| Records for this exercise |
▽
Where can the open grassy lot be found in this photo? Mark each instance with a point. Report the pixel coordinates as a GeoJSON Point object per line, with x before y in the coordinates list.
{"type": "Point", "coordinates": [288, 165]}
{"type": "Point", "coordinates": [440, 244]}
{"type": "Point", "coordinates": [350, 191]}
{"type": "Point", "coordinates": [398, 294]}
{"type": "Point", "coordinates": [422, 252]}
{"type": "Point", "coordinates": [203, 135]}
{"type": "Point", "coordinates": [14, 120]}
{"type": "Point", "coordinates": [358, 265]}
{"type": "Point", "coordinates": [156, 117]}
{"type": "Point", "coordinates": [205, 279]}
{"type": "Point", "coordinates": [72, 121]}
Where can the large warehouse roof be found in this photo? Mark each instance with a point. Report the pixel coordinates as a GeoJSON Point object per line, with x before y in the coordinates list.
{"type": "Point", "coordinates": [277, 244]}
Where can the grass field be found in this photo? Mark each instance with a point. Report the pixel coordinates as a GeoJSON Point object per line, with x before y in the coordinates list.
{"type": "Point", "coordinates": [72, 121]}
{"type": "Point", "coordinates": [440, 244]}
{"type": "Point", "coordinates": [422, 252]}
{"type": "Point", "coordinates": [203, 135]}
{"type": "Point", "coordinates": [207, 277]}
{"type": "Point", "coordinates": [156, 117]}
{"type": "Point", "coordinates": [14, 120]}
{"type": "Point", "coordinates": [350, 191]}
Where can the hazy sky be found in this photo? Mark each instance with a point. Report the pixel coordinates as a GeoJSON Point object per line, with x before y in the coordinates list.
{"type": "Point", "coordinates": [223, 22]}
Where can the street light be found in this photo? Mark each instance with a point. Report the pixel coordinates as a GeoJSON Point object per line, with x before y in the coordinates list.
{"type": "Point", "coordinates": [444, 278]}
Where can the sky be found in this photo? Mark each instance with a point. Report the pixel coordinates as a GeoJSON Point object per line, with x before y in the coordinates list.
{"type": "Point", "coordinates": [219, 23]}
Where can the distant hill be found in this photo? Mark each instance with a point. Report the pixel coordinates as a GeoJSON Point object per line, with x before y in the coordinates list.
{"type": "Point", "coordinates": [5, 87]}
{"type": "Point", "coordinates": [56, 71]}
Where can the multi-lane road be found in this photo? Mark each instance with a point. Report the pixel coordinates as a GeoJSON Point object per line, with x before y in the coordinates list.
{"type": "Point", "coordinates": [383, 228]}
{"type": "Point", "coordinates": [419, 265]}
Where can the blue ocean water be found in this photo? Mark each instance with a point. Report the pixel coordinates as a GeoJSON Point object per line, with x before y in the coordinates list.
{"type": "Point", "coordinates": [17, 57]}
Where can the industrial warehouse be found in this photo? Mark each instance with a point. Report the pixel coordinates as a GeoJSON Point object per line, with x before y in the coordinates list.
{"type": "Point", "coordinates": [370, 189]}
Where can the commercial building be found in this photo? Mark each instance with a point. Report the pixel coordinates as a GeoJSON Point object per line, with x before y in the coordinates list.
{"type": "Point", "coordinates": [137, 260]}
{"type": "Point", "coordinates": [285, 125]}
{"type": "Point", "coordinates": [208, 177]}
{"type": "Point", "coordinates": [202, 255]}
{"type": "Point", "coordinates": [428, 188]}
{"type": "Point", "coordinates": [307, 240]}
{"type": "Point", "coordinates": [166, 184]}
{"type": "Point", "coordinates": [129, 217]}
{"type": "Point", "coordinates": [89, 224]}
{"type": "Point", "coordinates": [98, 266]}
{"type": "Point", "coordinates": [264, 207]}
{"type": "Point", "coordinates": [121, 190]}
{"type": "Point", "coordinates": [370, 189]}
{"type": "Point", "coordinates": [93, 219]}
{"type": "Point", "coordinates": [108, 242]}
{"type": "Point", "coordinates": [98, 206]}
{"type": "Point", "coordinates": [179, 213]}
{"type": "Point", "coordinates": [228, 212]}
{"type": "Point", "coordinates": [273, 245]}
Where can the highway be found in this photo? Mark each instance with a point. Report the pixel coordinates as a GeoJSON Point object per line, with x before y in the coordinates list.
△
| Problem description |
Repeat every record, keeping each word and mark exactly as it is.

| Response to the exercise |
Where can the open grassy lot be found in this photo? Mark each instance with a point. Report the pixel coordinates as a GeoJSON Point object per line, with x before y in the coordinates list.
{"type": "Point", "coordinates": [288, 165]}
{"type": "Point", "coordinates": [440, 244]}
{"type": "Point", "coordinates": [350, 191]}
{"type": "Point", "coordinates": [398, 294]}
{"type": "Point", "coordinates": [422, 252]}
{"type": "Point", "coordinates": [203, 135]}
{"type": "Point", "coordinates": [14, 120]}
{"type": "Point", "coordinates": [358, 265]}
{"type": "Point", "coordinates": [156, 117]}
{"type": "Point", "coordinates": [205, 279]}
{"type": "Point", "coordinates": [72, 121]}
Where can the large warehouse roof be found in this photo? Mark each instance with a point. Report the pixel coordinates as a GeoJSON Point object per line, with x before y in the coordinates list.
{"type": "Point", "coordinates": [277, 244]}
Where can the grass field be found in this photo? Mark each instance with a point. Report the pixel coordinates as a GeoJSON Point object per line, with x before y in the coordinates list.
{"type": "Point", "coordinates": [72, 121]}
{"type": "Point", "coordinates": [440, 244]}
{"type": "Point", "coordinates": [422, 252]}
{"type": "Point", "coordinates": [203, 135]}
{"type": "Point", "coordinates": [207, 277]}
{"type": "Point", "coordinates": [156, 117]}
{"type": "Point", "coordinates": [14, 120]}
{"type": "Point", "coordinates": [350, 191]}
Where can the hazy sky be found in this photo? Mark each instance with a point. Report the pixel coordinates as a GeoJSON Point object per line, with x before y in the coordinates list.
{"type": "Point", "coordinates": [223, 22]}
Where can the street light be found in this photo? Mark each instance with a point. Report the pixel coordinates as a GeoJSON Point object per line, with x before y in the coordinates list.
{"type": "Point", "coordinates": [444, 278]}
Where can the sky be found in this photo? Mark each instance with a point. Report the pixel coordinates as a GeoJSON Point object per line, with x before y in the coordinates list.
{"type": "Point", "coordinates": [219, 23]}
Where can the distant hill be found in this photo? Mark each instance with a point. Report the pixel coordinates as a GeoJSON Point object per line, with x before y in the coordinates list.
{"type": "Point", "coordinates": [5, 87]}
{"type": "Point", "coordinates": [56, 71]}
Where can the multi-lane road be found in this photo? Mark each instance with a point. Report the pixel coordinates as a GeoJSON Point object per line, with x before y in the coordinates list.
{"type": "Point", "coordinates": [383, 228]}
{"type": "Point", "coordinates": [419, 265]}
Where can the blue ocean water be found in this photo? Mark each instance with a point. Report the pixel coordinates as a GeoJSON Point object per line, with x before y in the coordinates list.
{"type": "Point", "coordinates": [17, 57]}
Where can the industrial warehouse be found in this photo? Mark each instance with a point. Report the pixel coordinates as a GeoJSON Point object per line, with x before y in the coordinates list.
{"type": "Point", "coordinates": [370, 189]}
Where can the commercial building be found in this photo? Mark each instance with a point. Report the pixel coordinates as a GeoJSON Point object per line, with x before y in the coordinates list.
{"type": "Point", "coordinates": [137, 260]}
{"type": "Point", "coordinates": [285, 125]}
{"type": "Point", "coordinates": [208, 177]}
{"type": "Point", "coordinates": [202, 255]}
{"type": "Point", "coordinates": [428, 188]}
{"type": "Point", "coordinates": [307, 240]}
{"type": "Point", "coordinates": [166, 184]}
{"type": "Point", "coordinates": [129, 217]}
{"type": "Point", "coordinates": [89, 224]}
{"type": "Point", "coordinates": [98, 266]}
{"type": "Point", "coordinates": [264, 207]}
{"type": "Point", "coordinates": [121, 190]}
{"type": "Point", "coordinates": [370, 189]}
{"type": "Point", "coordinates": [93, 219]}
{"type": "Point", "coordinates": [108, 242]}
{"type": "Point", "coordinates": [98, 206]}
{"type": "Point", "coordinates": [179, 213]}
{"type": "Point", "coordinates": [228, 212]}
{"type": "Point", "coordinates": [273, 245]}
Where can the highway be found in this photo? Mark each instance with a point. Report the pixel coordinates as a GeoJSON Point object per line, with x before y in the coordinates list.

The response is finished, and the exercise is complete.